O QUE SE PEDE:
Informe apenas o número de linhas abaixo que contêm a palavra "grass".
───── TRECHOS DAS LINHAS ─────
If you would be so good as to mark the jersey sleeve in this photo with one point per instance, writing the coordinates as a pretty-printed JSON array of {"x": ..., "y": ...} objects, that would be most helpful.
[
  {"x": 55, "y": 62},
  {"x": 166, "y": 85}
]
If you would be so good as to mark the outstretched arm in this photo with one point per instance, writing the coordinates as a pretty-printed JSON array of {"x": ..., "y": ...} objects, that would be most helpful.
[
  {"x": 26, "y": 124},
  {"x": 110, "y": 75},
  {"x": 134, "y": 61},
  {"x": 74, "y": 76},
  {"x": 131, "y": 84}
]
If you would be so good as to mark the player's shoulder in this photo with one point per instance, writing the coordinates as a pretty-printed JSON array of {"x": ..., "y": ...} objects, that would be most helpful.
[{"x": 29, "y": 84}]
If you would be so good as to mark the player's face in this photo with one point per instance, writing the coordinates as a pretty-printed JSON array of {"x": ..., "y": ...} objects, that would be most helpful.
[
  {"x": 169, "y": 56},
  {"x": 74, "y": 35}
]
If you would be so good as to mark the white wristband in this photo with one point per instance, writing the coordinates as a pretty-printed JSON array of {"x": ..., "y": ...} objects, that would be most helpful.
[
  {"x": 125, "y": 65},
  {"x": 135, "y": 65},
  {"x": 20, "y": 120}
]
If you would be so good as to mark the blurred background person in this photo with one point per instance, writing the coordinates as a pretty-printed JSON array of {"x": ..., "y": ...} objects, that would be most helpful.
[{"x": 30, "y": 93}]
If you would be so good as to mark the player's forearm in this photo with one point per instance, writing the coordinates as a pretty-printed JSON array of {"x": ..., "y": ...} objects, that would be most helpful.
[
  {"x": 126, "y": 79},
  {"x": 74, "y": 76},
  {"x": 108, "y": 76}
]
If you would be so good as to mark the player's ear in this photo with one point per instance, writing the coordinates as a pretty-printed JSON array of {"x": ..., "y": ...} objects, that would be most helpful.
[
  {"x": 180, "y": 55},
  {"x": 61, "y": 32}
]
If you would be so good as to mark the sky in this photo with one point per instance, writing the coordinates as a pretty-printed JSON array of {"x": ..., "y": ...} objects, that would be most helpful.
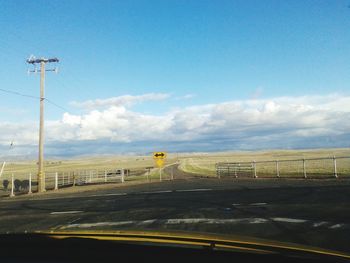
[{"x": 180, "y": 76}]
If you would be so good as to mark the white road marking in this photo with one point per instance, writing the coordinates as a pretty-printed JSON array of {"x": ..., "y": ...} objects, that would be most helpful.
[
  {"x": 65, "y": 212},
  {"x": 194, "y": 190},
  {"x": 258, "y": 204},
  {"x": 157, "y": 192},
  {"x": 318, "y": 224},
  {"x": 75, "y": 220},
  {"x": 336, "y": 226},
  {"x": 89, "y": 225},
  {"x": 178, "y": 221},
  {"x": 288, "y": 220},
  {"x": 115, "y": 194}
]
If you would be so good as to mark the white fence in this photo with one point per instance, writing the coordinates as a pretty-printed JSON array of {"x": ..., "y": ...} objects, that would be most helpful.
[
  {"x": 327, "y": 167},
  {"x": 27, "y": 183}
]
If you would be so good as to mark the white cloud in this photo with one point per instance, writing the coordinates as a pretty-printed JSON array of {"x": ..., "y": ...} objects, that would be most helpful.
[
  {"x": 270, "y": 122},
  {"x": 126, "y": 100}
]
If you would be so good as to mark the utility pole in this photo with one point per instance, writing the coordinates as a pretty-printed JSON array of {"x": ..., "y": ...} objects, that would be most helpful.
[{"x": 42, "y": 61}]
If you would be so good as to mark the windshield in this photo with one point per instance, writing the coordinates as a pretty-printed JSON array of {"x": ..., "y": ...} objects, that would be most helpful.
[{"x": 227, "y": 118}]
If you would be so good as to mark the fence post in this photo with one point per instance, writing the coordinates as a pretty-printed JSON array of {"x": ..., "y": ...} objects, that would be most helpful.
[
  {"x": 148, "y": 174},
  {"x": 56, "y": 181},
  {"x": 30, "y": 183},
  {"x": 254, "y": 163},
  {"x": 12, "y": 186},
  {"x": 277, "y": 169},
  {"x": 335, "y": 167},
  {"x": 122, "y": 175}
]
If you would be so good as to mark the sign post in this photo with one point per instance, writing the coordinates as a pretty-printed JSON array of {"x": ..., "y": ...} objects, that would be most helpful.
[{"x": 159, "y": 158}]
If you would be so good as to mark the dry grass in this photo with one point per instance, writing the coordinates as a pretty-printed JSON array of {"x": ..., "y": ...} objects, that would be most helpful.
[
  {"x": 205, "y": 163},
  {"x": 134, "y": 163}
]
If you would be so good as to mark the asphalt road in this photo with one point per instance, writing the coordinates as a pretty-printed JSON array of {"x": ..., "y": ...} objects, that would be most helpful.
[{"x": 312, "y": 212}]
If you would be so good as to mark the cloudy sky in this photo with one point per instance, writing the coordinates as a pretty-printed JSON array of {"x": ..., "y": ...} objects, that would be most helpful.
[{"x": 139, "y": 76}]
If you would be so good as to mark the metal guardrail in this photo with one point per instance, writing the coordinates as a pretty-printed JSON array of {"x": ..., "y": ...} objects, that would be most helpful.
[{"x": 324, "y": 167}]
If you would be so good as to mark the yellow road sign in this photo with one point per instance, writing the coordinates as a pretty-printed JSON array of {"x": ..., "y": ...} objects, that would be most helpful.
[
  {"x": 159, "y": 155},
  {"x": 159, "y": 162}
]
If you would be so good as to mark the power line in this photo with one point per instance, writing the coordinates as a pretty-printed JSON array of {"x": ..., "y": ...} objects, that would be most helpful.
[
  {"x": 19, "y": 94},
  {"x": 55, "y": 104},
  {"x": 34, "y": 97}
]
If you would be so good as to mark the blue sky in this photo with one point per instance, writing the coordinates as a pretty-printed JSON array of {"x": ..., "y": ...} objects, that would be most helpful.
[{"x": 197, "y": 53}]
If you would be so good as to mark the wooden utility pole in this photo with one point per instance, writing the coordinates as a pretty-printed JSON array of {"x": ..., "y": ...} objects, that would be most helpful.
[{"x": 42, "y": 62}]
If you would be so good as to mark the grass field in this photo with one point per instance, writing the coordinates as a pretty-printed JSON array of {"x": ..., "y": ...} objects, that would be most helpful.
[
  {"x": 205, "y": 163},
  {"x": 199, "y": 163},
  {"x": 134, "y": 163}
]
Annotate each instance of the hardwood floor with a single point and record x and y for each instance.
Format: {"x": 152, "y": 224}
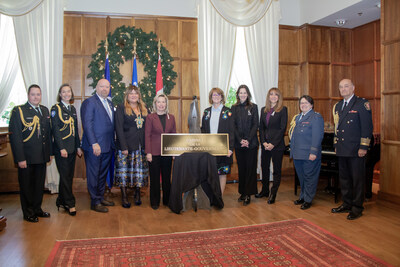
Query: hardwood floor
{"x": 29, "y": 244}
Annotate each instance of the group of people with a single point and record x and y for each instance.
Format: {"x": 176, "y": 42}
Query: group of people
{"x": 133, "y": 135}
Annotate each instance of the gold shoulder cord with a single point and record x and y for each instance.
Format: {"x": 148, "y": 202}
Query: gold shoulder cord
{"x": 335, "y": 118}
{"x": 292, "y": 125}
{"x": 35, "y": 123}
{"x": 70, "y": 122}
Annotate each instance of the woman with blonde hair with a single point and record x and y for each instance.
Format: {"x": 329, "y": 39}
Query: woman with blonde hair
{"x": 273, "y": 122}
{"x": 159, "y": 122}
{"x": 218, "y": 119}
{"x": 131, "y": 169}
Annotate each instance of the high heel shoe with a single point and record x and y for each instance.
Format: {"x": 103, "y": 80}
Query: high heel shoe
{"x": 138, "y": 202}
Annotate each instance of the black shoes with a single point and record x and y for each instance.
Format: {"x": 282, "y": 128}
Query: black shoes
{"x": 31, "y": 219}
{"x": 107, "y": 203}
{"x": 305, "y": 205}
{"x": 43, "y": 214}
{"x": 261, "y": 194}
{"x": 340, "y": 209}
{"x": 246, "y": 200}
{"x": 299, "y": 201}
{"x": 99, "y": 208}
{"x": 353, "y": 216}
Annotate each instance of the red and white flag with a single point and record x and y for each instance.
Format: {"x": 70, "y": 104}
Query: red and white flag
{"x": 159, "y": 82}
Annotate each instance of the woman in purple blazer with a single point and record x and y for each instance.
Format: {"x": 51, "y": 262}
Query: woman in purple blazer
{"x": 157, "y": 123}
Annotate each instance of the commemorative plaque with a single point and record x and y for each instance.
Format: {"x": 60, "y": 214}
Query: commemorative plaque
{"x": 177, "y": 144}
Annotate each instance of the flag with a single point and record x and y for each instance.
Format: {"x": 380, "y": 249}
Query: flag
{"x": 159, "y": 82}
{"x": 134, "y": 72}
{"x": 110, "y": 173}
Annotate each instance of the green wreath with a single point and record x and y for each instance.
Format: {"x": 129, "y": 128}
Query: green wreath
{"x": 120, "y": 49}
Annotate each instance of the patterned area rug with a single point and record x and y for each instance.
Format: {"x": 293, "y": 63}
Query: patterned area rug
{"x": 287, "y": 243}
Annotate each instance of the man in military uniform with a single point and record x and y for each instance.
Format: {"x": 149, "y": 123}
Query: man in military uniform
{"x": 30, "y": 144}
{"x": 353, "y": 131}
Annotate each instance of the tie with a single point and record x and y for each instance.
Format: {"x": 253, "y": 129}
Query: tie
{"x": 107, "y": 107}
{"x": 345, "y": 105}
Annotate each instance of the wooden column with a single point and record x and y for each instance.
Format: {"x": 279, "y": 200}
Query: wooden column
{"x": 390, "y": 97}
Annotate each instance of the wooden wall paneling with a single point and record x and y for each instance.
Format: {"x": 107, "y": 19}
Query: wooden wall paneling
{"x": 390, "y": 14}
{"x": 174, "y": 107}
{"x": 190, "y": 78}
{"x": 377, "y": 28}
{"x": 341, "y": 46}
{"x": 94, "y": 30}
{"x": 392, "y": 62}
{"x": 364, "y": 43}
{"x": 319, "y": 44}
{"x": 391, "y": 111}
{"x": 167, "y": 32}
{"x": 117, "y": 21}
{"x": 318, "y": 80}
{"x": 87, "y": 89}
{"x": 185, "y": 114}
{"x": 189, "y": 40}
{"x": 146, "y": 24}
{"x": 289, "y": 80}
{"x": 72, "y": 34}
{"x": 289, "y": 44}
{"x": 176, "y": 91}
{"x": 72, "y": 70}
{"x": 338, "y": 73}
{"x": 364, "y": 79}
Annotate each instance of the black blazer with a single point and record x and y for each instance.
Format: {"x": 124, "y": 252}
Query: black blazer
{"x": 65, "y": 135}
{"x": 245, "y": 124}
{"x": 225, "y": 124}
{"x": 274, "y": 132}
{"x": 30, "y": 142}
{"x": 129, "y": 134}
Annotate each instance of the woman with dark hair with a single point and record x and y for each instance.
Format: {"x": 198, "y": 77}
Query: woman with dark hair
{"x": 245, "y": 115}
{"x": 306, "y": 133}
{"x": 131, "y": 169}
{"x": 218, "y": 119}
{"x": 64, "y": 123}
{"x": 159, "y": 122}
{"x": 273, "y": 121}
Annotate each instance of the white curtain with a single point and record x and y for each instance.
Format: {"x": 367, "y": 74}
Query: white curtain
{"x": 18, "y": 7}
{"x": 241, "y": 12}
{"x": 9, "y": 55}
{"x": 262, "y": 45}
{"x": 39, "y": 37}
{"x": 216, "y": 47}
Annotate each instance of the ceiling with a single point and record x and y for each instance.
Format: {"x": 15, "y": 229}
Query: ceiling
{"x": 356, "y": 15}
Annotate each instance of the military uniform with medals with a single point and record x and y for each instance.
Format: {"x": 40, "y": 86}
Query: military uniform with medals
{"x": 353, "y": 131}
{"x": 30, "y": 142}
{"x": 65, "y": 134}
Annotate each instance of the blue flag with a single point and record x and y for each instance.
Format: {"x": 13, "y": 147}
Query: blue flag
{"x": 134, "y": 72}
{"x": 110, "y": 174}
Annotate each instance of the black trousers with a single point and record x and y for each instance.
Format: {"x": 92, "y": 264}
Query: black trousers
{"x": 66, "y": 168}
{"x": 160, "y": 165}
{"x": 247, "y": 167}
{"x": 352, "y": 182}
{"x": 277, "y": 156}
{"x": 31, "y": 184}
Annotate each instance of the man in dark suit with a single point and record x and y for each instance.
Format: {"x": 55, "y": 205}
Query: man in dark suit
{"x": 97, "y": 115}
{"x": 353, "y": 124}
{"x": 30, "y": 144}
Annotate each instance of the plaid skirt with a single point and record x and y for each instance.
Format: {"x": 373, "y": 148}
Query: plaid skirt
{"x": 131, "y": 170}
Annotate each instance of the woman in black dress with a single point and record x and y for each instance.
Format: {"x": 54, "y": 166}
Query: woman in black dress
{"x": 273, "y": 121}
{"x": 131, "y": 169}
{"x": 245, "y": 114}
{"x": 66, "y": 146}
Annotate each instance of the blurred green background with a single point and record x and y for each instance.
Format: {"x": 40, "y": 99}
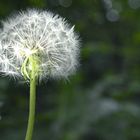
─────
RESULTADO:
2